| THE DATA |
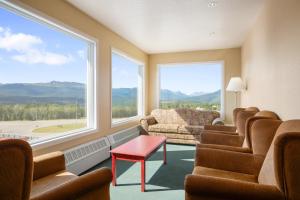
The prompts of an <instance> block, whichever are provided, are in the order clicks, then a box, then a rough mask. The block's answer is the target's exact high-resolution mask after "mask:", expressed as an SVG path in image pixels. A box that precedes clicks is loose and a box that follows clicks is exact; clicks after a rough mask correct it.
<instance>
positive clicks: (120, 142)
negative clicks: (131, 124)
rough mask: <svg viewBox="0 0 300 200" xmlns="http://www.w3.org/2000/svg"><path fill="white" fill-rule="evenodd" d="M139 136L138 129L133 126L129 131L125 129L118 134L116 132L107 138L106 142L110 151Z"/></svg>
mask: <svg viewBox="0 0 300 200" xmlns="http://www.w3.org/2000/svg"><path fill="white" fill-rule="evenodd" d="M139 134H140V127H139V126H135V127H132V128H129V129H125V130H122V131H119V132H116V133H114V134H112V135H109V136H107V138H108V141H109V143H110V146H111V149H113V148H115V147H117V146H119V145H121V144H123V143H125V142H127V141H129V140H131V139H132V138H135V137H137V136H139Z"/></svg>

| WORK INSTRUCTION |
Find every line in the material above that contains the word "fill", and copy each of those lines out in full.

| RESULT FOR THIS EXERCISE |
rough mask: <svg viewBox="0 0 300 200" xmlns="http://www.w3.org/2000/svg"><path fill="white" fill-rule="evenodd" d="M139 136L138 129L133 126L129 131L125 129L118 134L116 132L107 138L106 142L110 151Z"/></svg>
mask: <svg viewBox="0 0 300 200" xmlns="http://www.w3.org/2000/svg"><path fill="white" fill-rule="evenodd" d="M139 134H140V127H139V126H135V127H132V128H129V129H125V130H122V131H119V132H116V133H114V134H112V135H109V136H107V138H108V141H109V143H110V146H111V149H113V148H115V147H117V146H119V145H121V144H123V143H125V142H127V141H129V140H131V139H132V138H135V137H137V136H139Z"/></svg>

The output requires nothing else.